- CHALLENGE -
Reproduce every line below with the requests included, and offset each coordinate in the answers by adding 53. Leave the pictures out.

Location identification items
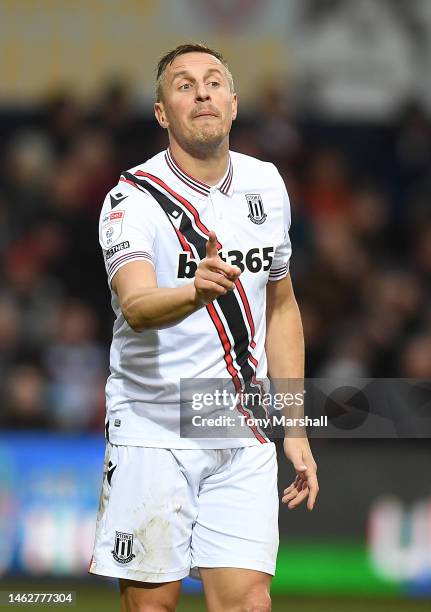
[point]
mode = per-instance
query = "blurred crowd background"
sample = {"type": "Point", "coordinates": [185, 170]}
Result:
{"type": "Point", "coordinates": [348, 125]}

- SOLUTION TO THIS TASK -
[point]
mode = per-instance
query = "blurred crowd background"
sample = {"type": "Point", "coordinates": [185, 170]}
Result:
{"type": "Point", "coordinates": [401, 178]}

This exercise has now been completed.